SOURCE EXCERPT:
= = =

Adjustments to the net loss for the first quarter of 2015 included non-cash commodity derivative losses of approximately $60 million, as a result of the value change of the Company's existing crude oil and natural gas hedge positions as of the end of the quarter.  The Company also adjusted for certain asset impairment charges totaling $27 million pre-tax, which primarily related to changes in abandonment cost expectations for the Noa and Pinnacles fields offshore Israel.  The effective tax rate on adjusted income for the quarter was 82 percent, with 76 percent of the adjusted tax provision being deferred. 

OPERATIONS UPDATE

DJ BASIN
In the DJ Basin, sales volumes averaged a record 116 MBoe/d in the first quarter of 2015, up 22 percent versus the first quarter of 2014 and eight percent from the fourth quarter of 2014.  Liquids made up 64 percent of DJ Basin volumes (50 percent crude oil and condensate and 14 percent natural gas liquids) and 36 percent was natural gas.  Total liquids volumes in the DJ Basin were up 12 thousand barrels per day (MBbl/d) versus the first quarter of last year, with more than 80 percent of the liquids growth being crude oil. 

The average spud to rig release time for an operated standard length well (4,500 lateral feet) in the DJ Basin during the first quarter of 2015 was 7 days, or 23 percent lower than the average drilling time in the first quarter of 2014.  Reduced drilling times are resulting in a higher well count to be drilled in 2015 versus original plans.  Noble Energy is supplementing its one full-time completion unit with a second completion team, on an as needed basis, in the second half of the year.  The Company exited the first quarter with 4 drilling rigs operated in the DJ Basin.

Highlights for the quarter included:

  • Record horizontal volumes, which totaled 96 MBoe/d, up more than 50 percent from the same quarter of last year.
  • Drilled 57 wells at an average lateral length of more than 5,200 feet.  Included in the wells drilled was a 9,280 foot horizontal well drilled in Wells Ranch in just 7 days.
  • Commenced production on 48 wells, including 17 extended reach lateral wells (equivalent to 60 standard length wells). 
  • Third-party gathering and compression capacity continues to be expanded.  The 70 Ranch Compressor Station commenced operation in early February 2015, adding 45 million cubic feet of natural gas per day (MMcf/d) of compression in the Wells Ranch area.  Additional compression projects, including the Rocky Compressor Station (100 MMcf/d) and Troudt (45 MMcf/d) are anticipated to be operational by the end of the second quarter of 2015.  Gas processing is also expanding with the Lucerne-2 gas processing plant (200 MMcf/d), anticipated to startup by the end of the second quarter of 2015.

= = =

Rows from a pointing dataset:
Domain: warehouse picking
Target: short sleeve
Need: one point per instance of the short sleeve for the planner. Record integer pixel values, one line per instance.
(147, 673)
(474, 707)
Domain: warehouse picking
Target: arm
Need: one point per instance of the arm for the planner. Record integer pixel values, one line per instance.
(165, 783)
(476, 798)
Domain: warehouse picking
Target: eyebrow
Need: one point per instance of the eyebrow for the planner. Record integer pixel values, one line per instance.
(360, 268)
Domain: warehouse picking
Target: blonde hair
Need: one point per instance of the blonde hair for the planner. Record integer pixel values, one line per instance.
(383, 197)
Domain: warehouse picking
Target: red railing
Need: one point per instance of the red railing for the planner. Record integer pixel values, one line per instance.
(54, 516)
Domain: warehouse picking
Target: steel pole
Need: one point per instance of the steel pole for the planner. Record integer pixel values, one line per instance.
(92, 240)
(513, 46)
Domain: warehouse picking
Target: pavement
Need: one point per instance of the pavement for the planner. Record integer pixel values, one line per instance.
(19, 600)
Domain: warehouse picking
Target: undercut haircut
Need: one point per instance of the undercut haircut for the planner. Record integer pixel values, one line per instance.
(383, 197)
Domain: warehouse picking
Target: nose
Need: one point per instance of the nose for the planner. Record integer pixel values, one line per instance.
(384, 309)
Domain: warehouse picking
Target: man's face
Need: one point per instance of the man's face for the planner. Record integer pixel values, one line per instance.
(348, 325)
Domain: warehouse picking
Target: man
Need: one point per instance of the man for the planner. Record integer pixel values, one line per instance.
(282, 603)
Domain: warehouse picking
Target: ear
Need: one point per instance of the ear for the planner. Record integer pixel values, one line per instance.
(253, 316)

= = =

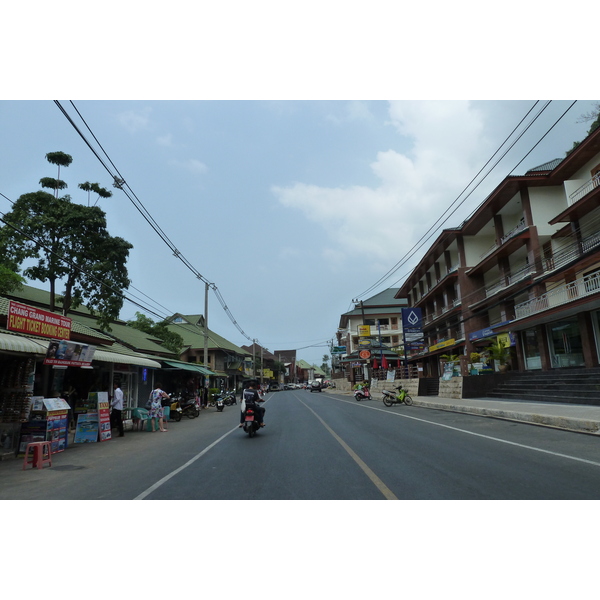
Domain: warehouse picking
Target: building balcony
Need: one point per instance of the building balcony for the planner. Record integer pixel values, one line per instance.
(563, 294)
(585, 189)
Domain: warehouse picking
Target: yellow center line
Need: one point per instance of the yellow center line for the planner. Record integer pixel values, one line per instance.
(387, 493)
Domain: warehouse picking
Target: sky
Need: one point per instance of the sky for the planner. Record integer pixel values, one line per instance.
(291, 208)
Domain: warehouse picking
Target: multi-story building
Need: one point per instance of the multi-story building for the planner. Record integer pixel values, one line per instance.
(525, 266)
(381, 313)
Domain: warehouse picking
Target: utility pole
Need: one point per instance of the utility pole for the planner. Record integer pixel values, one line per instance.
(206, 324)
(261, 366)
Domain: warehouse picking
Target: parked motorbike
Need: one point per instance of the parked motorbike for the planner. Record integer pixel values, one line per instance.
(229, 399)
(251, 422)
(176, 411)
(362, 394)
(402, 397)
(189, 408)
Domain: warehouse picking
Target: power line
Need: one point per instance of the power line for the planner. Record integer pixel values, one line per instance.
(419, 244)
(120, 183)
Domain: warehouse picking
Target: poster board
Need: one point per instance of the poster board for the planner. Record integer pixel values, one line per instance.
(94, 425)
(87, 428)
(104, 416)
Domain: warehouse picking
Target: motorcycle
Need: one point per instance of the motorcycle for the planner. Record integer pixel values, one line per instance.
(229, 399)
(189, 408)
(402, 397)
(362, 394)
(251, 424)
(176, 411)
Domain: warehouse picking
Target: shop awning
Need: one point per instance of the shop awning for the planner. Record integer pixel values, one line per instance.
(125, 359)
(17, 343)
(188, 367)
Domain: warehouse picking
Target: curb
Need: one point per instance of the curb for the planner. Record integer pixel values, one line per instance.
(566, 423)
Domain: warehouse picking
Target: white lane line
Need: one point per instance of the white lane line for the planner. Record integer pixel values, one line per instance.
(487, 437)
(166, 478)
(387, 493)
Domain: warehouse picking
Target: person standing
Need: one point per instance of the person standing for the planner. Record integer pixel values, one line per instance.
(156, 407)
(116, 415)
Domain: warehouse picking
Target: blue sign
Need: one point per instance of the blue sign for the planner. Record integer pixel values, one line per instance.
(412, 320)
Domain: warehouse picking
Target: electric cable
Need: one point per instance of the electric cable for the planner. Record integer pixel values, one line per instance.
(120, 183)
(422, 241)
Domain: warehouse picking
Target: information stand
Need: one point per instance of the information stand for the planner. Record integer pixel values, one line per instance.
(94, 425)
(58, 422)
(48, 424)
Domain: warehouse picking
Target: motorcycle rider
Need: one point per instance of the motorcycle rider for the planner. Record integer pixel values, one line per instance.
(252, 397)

= = =

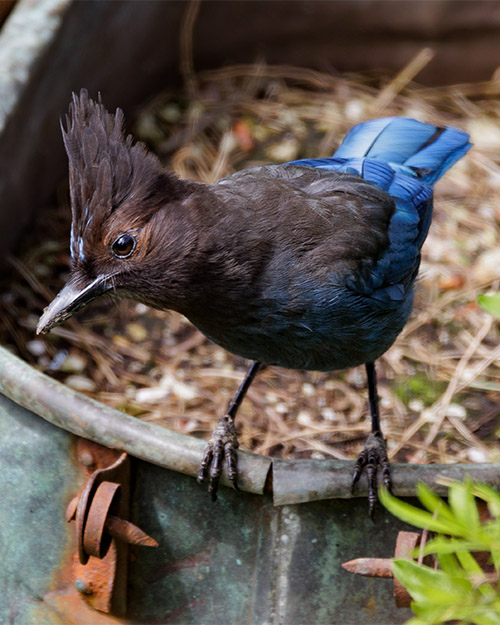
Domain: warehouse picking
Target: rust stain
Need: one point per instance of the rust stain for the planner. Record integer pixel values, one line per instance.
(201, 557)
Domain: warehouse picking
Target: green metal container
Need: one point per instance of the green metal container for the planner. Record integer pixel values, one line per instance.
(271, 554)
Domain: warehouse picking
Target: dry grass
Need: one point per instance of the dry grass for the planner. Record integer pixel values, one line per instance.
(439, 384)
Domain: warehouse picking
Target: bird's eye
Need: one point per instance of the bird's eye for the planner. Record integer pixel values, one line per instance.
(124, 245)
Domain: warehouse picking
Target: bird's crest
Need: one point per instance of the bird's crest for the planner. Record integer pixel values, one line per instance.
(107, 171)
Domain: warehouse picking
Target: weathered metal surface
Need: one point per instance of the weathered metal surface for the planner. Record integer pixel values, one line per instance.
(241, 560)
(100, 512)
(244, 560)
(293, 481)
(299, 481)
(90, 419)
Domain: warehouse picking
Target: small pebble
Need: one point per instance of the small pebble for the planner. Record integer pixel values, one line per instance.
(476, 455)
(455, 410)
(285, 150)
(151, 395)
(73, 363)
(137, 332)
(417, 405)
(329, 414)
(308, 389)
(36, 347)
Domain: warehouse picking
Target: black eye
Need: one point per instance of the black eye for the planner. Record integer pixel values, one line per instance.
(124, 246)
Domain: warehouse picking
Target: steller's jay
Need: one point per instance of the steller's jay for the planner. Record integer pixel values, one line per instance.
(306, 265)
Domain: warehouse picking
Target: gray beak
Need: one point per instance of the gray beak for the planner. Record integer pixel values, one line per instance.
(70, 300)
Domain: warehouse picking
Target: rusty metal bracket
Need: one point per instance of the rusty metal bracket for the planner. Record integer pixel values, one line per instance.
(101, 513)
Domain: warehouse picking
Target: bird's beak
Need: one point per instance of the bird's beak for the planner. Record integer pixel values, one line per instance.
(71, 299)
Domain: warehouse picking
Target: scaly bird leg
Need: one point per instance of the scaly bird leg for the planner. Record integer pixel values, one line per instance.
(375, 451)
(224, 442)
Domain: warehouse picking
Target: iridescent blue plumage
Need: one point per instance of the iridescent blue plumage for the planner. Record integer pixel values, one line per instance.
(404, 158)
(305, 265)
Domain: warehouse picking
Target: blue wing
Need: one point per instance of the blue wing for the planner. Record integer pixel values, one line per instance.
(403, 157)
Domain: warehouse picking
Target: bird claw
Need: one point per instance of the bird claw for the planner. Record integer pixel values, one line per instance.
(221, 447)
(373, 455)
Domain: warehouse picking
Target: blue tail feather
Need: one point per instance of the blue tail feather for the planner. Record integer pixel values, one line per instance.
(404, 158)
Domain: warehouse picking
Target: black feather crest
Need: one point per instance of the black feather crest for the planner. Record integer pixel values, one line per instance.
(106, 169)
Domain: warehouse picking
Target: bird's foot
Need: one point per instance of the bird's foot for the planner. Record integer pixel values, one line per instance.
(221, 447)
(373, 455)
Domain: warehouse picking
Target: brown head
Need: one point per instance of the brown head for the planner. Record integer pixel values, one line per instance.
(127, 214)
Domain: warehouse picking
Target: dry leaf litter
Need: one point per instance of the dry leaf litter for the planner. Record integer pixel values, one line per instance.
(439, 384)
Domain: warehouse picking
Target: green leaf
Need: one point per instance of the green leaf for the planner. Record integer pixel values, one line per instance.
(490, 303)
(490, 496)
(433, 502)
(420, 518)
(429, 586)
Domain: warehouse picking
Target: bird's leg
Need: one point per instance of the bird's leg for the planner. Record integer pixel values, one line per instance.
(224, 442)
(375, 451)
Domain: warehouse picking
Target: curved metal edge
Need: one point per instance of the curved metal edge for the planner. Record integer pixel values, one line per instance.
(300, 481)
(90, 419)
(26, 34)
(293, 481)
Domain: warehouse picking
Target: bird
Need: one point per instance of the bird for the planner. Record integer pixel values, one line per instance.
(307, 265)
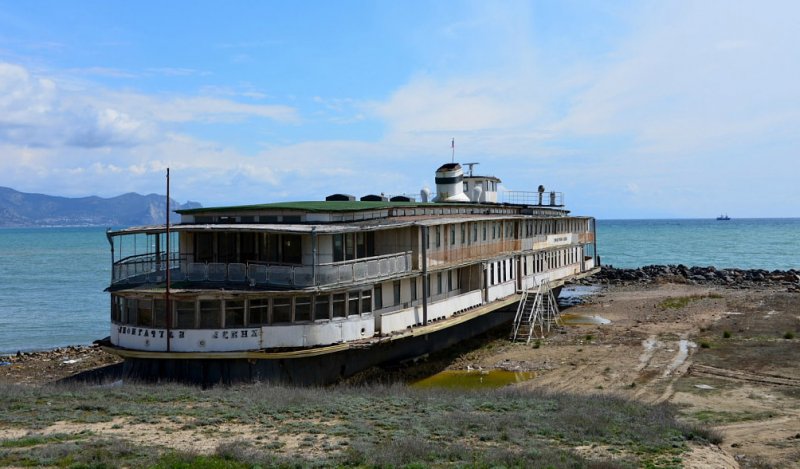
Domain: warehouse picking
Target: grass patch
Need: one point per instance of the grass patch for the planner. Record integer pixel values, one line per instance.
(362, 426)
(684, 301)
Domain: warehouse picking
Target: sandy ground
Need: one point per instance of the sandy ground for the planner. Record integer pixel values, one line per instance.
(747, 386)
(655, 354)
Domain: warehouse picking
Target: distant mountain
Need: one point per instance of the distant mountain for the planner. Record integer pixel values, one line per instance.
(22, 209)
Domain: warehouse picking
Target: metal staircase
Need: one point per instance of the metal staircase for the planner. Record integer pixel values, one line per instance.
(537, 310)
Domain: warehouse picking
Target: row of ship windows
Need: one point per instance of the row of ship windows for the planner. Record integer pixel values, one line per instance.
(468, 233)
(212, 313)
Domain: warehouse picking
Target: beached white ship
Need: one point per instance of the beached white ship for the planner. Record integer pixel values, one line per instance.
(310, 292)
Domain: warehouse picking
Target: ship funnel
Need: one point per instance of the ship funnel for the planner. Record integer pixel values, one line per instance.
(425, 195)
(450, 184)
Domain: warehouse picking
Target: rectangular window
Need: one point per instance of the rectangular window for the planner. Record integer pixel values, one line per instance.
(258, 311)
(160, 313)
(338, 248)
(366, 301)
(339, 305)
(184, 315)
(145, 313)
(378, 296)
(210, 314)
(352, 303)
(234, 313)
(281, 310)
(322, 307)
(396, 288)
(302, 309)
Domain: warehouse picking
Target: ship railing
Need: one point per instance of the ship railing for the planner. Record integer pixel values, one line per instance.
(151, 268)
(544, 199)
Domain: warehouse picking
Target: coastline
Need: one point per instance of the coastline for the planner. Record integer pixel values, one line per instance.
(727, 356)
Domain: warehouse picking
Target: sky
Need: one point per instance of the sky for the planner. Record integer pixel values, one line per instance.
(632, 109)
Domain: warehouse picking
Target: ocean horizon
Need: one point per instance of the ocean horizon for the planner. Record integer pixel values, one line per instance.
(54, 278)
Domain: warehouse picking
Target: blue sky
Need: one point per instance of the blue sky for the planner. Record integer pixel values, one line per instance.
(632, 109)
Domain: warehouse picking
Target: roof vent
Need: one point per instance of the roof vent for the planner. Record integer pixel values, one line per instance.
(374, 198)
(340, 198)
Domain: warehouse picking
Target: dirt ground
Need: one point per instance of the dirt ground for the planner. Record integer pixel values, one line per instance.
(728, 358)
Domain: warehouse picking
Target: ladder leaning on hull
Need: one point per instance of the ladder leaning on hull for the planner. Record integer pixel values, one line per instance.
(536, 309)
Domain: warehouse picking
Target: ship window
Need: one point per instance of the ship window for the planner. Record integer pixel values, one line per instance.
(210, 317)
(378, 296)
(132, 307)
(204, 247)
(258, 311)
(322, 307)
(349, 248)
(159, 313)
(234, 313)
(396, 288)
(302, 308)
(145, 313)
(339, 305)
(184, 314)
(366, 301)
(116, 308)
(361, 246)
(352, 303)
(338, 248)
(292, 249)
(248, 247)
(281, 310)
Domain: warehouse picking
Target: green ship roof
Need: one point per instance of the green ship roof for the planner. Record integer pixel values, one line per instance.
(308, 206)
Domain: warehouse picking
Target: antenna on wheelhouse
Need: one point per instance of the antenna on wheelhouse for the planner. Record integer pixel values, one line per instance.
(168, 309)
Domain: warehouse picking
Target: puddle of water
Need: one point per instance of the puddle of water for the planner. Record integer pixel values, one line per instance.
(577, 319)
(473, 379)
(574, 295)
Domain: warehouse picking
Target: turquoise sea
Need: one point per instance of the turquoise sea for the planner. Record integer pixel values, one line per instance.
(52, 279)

= = =

SET TASKS:
A) According to the Noble Energy first-quarter 2015 report, how many wells commenced production in the DJ Basin during the quarter?
B) Resume the Noble Energy first-quarter 2015 report, picking up right after its last sentence.

SOLVED PROBLEMS:
A) 48 wells, including 17 extended reach lateral wells.

B)
  • The Northern Colorado Oil Pipeline, which connects East Pony to the Wattenberg Oil Trunkline, commenced operation in the first quarter of 2015, in conjunction with the startup of the Company's East Pony oil gathering system.  In addition, the Tallgrass lateral, connecting East Pony production to the Pony Express pipeline, has begun line fill for startup in the second quarter of 2015.  Following the startup of the Tallgrass lateral, Noble Energy is anticipated to export approximately 85 percent of gross oil produced out of the basin via pipeline or rail.
  • Completed the sale of 38,500 net acres in Boulder County for proceeds of $120 MM.  The acreage sits outside of the Company's identified Integrated Development Plans areas and had approximately one thousand barrels of oil equivalent per day of production at the time of sale.

MARCELLUS SHALE
Production volumes in the Marcellus Shale averaged a record 393 million cubic feet of natural gas equivalent per day (MMcfe/d), a 73 percent increase versus the same quarter of last year.  Natural gas represented 86 percent of first quarter 2015 volumes, with the remaining 14 percent being condensate and natural gas liquids (NGLs). 

Continued operational improvement and drilling time reductions are resulting in a more efficient drilling program in both the operated and non-operated areas.  Noble Energy and its JV partner are aligned to further reduce drilling activity to 1 operated rig and an average of 2 to 3 non-operated rigs in the second half of the year.  These activity levels are down from 2 operated and 4 non-operated rigs drilling at the end of the first quarter.  The Company still expects to complete its original planned number of wells for 2015, with no changes to the Marcellus Shale volume outlook.

Highlights for the quarter included:

  • Operated wet gas production increased to approximately 50 percent of total Joint Venture volume.
  • Drilled 15 operated wells at an average lateral length of 8,700 feet.  Included in the wells drilled was the Shirley 3D, with the lateral of approximately 8,900 feet drilled in just two days.
  • Commenced production on 3 operated wells, having an average lateral length of 7,200 feet.  One of the three wells was located on the Moundsville-9 pad, which includes a total of six wells in Marshall County, West Virginia.  Combined, the six wells are producing approximately 2.5 MBbl/d of condensate and 20 MMcf/d, gross, and have been limited by third-party facility constraints.   
  • Joint Venture partner CONSOL Energy drilled 25 wells (6,850 foot average lateral length), and 29 dry gas wells commenced production.

GULF OF MEXICO
In the Gulf of Mexico, sales volumes averaged 15 MBoe/d, which were comprised of 83 percent crude oil and condensate, six percent NGLs, and 11 percent natural gas. 

Highlights for the quarter included:

  • Successfully executed the completion work on the Dantzler-1 production well.  All drilling and completion activities for the Rio Grande project (Big Bend and Dantzler) are completed.  Tie back of the two fields to the Thunderhawk facility remains on schedule, with pipeline installation scheduled to commence in the second quarter of 2015.  Big Bend (1 well) is planned to commence production in the fourth quarter of 2015, with Dantzler (2 wells) startup around the end of the year.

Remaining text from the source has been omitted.